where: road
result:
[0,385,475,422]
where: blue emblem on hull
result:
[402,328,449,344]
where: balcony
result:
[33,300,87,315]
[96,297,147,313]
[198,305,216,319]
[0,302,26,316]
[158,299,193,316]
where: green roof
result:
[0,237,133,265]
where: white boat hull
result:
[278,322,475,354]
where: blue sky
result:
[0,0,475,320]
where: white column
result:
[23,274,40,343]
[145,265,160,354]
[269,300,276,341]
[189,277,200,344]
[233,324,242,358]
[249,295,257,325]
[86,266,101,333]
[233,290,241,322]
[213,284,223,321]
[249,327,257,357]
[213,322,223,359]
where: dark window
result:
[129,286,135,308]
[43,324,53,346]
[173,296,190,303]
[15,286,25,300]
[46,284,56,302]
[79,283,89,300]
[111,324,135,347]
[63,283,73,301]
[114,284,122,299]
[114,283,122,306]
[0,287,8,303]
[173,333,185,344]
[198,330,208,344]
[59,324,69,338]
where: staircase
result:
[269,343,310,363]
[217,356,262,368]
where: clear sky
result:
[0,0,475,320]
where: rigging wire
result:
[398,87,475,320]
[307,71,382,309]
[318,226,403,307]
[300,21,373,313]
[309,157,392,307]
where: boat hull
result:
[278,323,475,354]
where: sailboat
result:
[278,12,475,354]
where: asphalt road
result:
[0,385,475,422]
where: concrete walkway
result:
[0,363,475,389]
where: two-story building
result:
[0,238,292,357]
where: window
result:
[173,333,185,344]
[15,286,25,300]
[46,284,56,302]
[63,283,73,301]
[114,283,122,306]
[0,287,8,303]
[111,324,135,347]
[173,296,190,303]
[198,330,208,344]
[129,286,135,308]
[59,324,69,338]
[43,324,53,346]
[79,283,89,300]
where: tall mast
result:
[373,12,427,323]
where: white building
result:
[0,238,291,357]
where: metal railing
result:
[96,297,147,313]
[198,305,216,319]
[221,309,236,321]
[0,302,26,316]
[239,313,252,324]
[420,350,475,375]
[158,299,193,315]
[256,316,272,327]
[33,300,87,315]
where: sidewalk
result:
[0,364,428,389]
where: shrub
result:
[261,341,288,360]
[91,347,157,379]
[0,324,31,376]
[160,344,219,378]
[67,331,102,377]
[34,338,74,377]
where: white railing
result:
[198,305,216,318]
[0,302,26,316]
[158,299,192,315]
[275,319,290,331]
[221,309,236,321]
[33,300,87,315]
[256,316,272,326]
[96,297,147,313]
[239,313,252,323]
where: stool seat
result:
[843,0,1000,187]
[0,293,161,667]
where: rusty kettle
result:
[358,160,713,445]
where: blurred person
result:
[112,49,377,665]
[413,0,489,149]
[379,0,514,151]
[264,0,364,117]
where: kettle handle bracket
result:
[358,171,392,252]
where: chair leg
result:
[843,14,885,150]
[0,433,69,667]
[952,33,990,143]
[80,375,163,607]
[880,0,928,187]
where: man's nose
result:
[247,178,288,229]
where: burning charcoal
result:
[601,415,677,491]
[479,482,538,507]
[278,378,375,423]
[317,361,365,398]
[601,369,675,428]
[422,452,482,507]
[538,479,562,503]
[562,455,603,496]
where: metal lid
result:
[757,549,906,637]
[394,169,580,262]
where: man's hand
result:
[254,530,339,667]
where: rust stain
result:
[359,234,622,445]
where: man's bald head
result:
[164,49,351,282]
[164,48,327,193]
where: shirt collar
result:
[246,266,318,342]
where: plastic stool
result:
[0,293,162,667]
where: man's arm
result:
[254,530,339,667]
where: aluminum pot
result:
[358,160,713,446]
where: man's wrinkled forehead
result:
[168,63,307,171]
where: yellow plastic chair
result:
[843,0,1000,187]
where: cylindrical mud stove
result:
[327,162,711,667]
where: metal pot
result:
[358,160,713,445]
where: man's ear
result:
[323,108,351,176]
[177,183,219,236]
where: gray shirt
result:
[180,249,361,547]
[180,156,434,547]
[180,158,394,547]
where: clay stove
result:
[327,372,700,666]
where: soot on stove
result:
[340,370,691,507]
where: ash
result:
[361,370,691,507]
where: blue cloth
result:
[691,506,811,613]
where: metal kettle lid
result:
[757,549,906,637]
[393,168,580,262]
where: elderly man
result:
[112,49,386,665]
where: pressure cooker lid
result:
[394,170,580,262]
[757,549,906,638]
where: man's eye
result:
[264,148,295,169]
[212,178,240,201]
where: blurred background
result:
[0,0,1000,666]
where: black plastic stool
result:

****************************************

### EXERCISE REQUIREMENTS
Rewrite all of the lines above, replacing "metal railing" with "steel railing" wherever it occurs and changing nothing else.

### FULL ANSWER
where: road
result:
[0,385,475,422]
where: blue emblem on hull
result:
[402,328,449,344]
where: balcony
result:
[33,300,87,315]
[96,297,147,313]
[198,305,216,319]
[0,302,26,316]
[158,299,193,316]
where: green roof
result:
[0,237,133,265]
where: white boat hull
result:
[278,322,475,354]
where: blue sky
result:
[0,0,475,320]
where: white column
result:
[23,274,40,343]
[145,265,160,354]
[269,300,276,341]
[189,277,200,344]
[233,324,242,358]
[249,295,257,325]
[86,266,101,333]
[233,290,241,322]
[213,284,223,321]
[249,327,257,357]
[213,322,223,359]
where: dark window
result:
[129,286,135,308]
[43,324,53,346]
[173,296,190,303]
[15,286,25,300]
[46,284,56,302]
[79,283,89,300]
[111,324,135,347]
[63,283,73,301]
[114,284,122,299]
[114,283,122,306]
[0,287,8,303]
[173,333,185,344]
[198,330,208,344]
[59,324,69,338]
where: staircase
result:
[269,343,310,363]
[217,356,262,368]
where: clear sky
result:
[0,0,475,320]
where: rigging wire
result:
[398,87,475,320]
[307,71,382,309]
[318,226,403,307]
[300,21,373,313]
[309,157,392,307]
where: boat hull
result:
[278,323,475,354]
where: sailboat
result:
[278,12,475,354]
where: asphalt road
result:
[0,385,475,422]
where: concrete walkway
result:
[0,363,475,389]
where: two-story building
result:
[0,238,292,357]
where: window
result:
[173,333,185,344]
[15,286,25,300]
[46,284,56,302]
[63,283,73,301]
[114,283,122,306]
[0,287,8,303]
[111,324,135,347]
[173,296,190,303]
[198,330,208,344]
[129,286,135,308]
[59,324,69,338]
[43,324,53,346]
[79,283,89,300]
where: tall mast
result:
[373,12,427,323]
where: white building
result:
[0,238,291,357]
where: steel railing
result:
[96,297,147,313]
[198,305,216,319]
[221,309,236,321]
[0,302,26,316]
[239,313,252,324]
[420,350,475,375]
[158,299,193,315]
[256,316,272,327]
[33,300,87,315]
where: sidewalk
result:
[0,364,428,389]
where: shrub
result:
[261,341,288,360]
[91,347,157,379]
[0,324,31,376]
[160,344,219,378]
[67,331,102,377]
[34,338,74,377]
where: white railing
result:
[198,305,216,318]
[0,302,26,316]
[158,299,192,315]
[275,319,290,331]
[221,309,236,321]
[33,300,87,315]
[256,316,272,326]
[96,297,147,313]
[239,313,252,323]
where: stool seat
result:
[843,0,1000,187]
[0,293,161,667]
where: rusty kettle
result:
[358,160,713,445]
where: blurred person
result:
[112,49,377,665]
[413,0,489,149]
[379,0,514,151]
[264,0,364,117]
where: kettle handle bracket
result:
[358,171,392,252]
where: chair leg
result:
[843,14,885,150]
[0,433,69,667]
[952,33,990,143]
[80,375,163,607]
[880,0,928,187]
where: man's nose
result:
[247,178,288,229]
where: burning charcoal
result:
[601,415,677,491]
[479,482,538,507]
[278,378,375,423]
[317,361,365,398]
[601,369,675,428]
[422,452,482,507]
[538,479,562,503]
[562,455,603,496]
where: metal lid
result:
[757,549,906,637]
[394,169,580,262]
where: man's hand
result:
[254,530,339,667]
where: rust stain
result:
[359,234,622,445]
where: man's bald head
result:
[164,49,351,282]
[164,48,327,193]
where: shirt collar
result:
[246,266,318,342]
where: plastic stool
result:
[0,293,162,667]
where: man's arm
result:
[254,530,339,667]
where: aluminum pot
result:
[358,160,713,446]
where: man's wrinkled forehead
result:
[168,63,307,171]
where: yellow plastic chair
result:
[843,0,1000,187]
where: cylindrical mud stove
result:
[327,162,711,667]
where: metal pot
result:
[358,160,713,445]
where: man's ear
result:
[323,108,351,176]
[177,183,219,236]
where: gray shirt
result:
[180,249,361,547]
[180,156,434,547]
[180,158,394,547]
where: clay stove
result:
[327,372,700,666]
where: soot on stove
result:
[340,370,691,507]
where: ash
result:
[361,370,691,507]
where: blue cloth
result:
[691,506,811,613]
where: metal kettle lid
result:
[757,549,906,637]
[393,168,580,262]
where: elderly man
result:
[112,49,386,665]
where: pressure cooker lid
result:
[394,170,580,262]
[757,549,906,638]
where: man's eye
result:
[264,148,295,169]
[212,178,240,201]
where: blurred background
result:
[0,0,1000,666]
where: black plastic stool
result:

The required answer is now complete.